[SHORT EXERCISE]
Output every line of the listing below word for word, without changing, adding, or leaving out anything.

[ENTRIES SHOWN]
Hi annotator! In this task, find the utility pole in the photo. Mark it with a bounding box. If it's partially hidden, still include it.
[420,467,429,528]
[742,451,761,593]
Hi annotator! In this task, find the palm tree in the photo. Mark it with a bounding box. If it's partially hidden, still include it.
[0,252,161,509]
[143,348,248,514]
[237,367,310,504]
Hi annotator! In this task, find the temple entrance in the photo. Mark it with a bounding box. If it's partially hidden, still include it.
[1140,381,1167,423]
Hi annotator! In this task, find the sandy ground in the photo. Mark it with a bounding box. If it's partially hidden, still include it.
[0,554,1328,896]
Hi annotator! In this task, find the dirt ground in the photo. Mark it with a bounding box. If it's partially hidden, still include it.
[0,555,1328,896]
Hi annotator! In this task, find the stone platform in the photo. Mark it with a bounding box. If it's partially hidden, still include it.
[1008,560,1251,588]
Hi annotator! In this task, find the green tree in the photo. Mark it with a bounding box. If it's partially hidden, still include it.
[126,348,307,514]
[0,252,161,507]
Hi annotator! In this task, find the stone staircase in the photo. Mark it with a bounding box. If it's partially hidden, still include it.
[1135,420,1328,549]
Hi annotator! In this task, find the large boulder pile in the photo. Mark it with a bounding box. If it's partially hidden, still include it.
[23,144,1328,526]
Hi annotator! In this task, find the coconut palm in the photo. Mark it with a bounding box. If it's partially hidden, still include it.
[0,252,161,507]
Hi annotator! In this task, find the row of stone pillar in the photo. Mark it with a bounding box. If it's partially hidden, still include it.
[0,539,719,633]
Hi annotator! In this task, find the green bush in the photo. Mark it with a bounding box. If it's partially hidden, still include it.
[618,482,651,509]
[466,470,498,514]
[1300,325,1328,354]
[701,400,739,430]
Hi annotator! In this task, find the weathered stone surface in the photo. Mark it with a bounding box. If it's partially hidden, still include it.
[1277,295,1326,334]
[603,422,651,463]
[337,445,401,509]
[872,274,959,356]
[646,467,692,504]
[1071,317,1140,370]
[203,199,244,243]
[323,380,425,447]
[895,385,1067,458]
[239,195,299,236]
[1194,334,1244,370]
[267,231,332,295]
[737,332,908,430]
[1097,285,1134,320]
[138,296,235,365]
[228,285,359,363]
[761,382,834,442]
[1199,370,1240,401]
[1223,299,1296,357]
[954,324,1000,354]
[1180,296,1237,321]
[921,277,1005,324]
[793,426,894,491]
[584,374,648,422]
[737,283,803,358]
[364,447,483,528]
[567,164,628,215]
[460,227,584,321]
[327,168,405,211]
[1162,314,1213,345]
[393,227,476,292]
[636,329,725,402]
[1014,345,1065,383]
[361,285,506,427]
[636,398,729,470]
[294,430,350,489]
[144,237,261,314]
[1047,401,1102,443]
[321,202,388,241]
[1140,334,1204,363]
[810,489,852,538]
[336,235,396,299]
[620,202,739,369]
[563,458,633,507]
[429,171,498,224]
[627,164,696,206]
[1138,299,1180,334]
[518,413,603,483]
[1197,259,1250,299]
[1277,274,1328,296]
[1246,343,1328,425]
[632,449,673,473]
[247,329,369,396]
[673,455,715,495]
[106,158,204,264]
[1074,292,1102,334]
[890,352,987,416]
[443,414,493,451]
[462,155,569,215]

[COMPLETE ANSWER]
Hi annotator! In this task, find the utility pole in the photo. Mark it with a bounding box. If it's partially hidden, still include it.
[420,467,429,528]
[742,451,761,593]
Hi annotator! In this task, find the palm tree in the photo. Mark it with a bounding box. If it's partially hidden, still include it.
[0,252,161,509]
[143,348,248,514]
[237,367,310,504]
Hi annotator! In this task, find the temple entrance in the photo. Mark it with a bounding box. If it's partially hidden, still include it.
[1140,381,1167,423]
Hi annotator! In this task, find the sandy ground in the photo. Mark it with a bounding box. If it's partially hidden, still include it.
[0,554,1328,896]
Hi annotator! In this task, find the dirt ground in the photo. Mark it with a bounding box. If it's partially hidden, still include it.
[0,555,1328,896]
Hi annotator! In this task, find the stone platform in the photo. Mark it with a bounding box. If it's partially hidden, still include it.
[1008,560,1251,588]
Hi annotator! In this task, find the green tree in the photo. Mark it with a bounding box. If it's partially hidden, still include it.
[126,348,307,514]
[0,252,161,507]
Hi annotator! In this task, find the stone staircase in the photo. Mark it with a bounding box. If it's partially hidden, still include it.
[1135,420,1328,549]
Hi annotator! In this task, find the large boulder pile in the photo. Mark it with a bounding box. If it's partially hidden, still include it.
[23,144,1328,526]
Hi annotator! In this task, find the coconut palm in the photo. Mark it with a bounding box. If it's partially hidden, still include it.
[0,252,161,507]
Hi annotator! In this task, find the row of stone pillar in the photo. Mark it with a bounding box. If it's partially hidden, still include it.
[0,539,719,633]
Hi annotator! In this task, find the green bush in the photo. Mark it with a bounding box. If it's partially hidden, still include it.
[618,482,651,509]
[466,470,498,514]
[1300,325,1328,354]
[701,400,739,430]
Hi annotator! In this task, find the weathered stone surface in the photo. Mark it with a bounding box. If it's partially hidden, still include it.
[1277,295,1326,334]
[603,422,651,463]
[337,445,401,509]
[872,274,959,356]
[646,467,692,504]
[1071,317,1140,370]
[203,199,244,243]
[323,380,425,447]
[895,385,1067,458]
[239,195,299,236]
[1194,334,1244,370]
[267,231,332,295]
[737,332,908,430]
[1097,285,1134,320]
[138,296,235,365]
[228,285,359,363]
[761,382,834,442]
[1199,370,1240,401]
[1223,299,1296,357]
[954,324,1000,354]
[1180,296,1237,321]
[921,277,1005,324]
[793,426,894,491]
[584,374,648,422]
[737,283,803,358]
[364,447,483,528]
[567,164,628,215]
[460,227,584,321]
[327,168,405,211]
[1162,314,1213,345]
[393,227,476,292]
[636,329,725,402]
[1014,345,1065,383]
[361,285,506,427]
[636,398,729,470]
[294,430,350,489]
[144,237,261,314]
[1047,401,1102,443]
[321,202,388,241]
[1140,334,1204,363]
[810,489,852,538]
[336,235,396,299]
[620,202,739,369]
[563,458,633,507]
[429,171,498,224]
[627,164,696,206]
[1138,299,1180,334]
[518,413,603,483]
[1197,259,1250,299]
[1277,274,1328,296]
[1246,343,1328,425]
[632,449,673,473]
[247,329,369,396]
[673,455,715,495]
[106,158,204,264]
[1074,292,1102,334]
[890,352,987,416]
[443,414,493,451]
[462,155,569,215]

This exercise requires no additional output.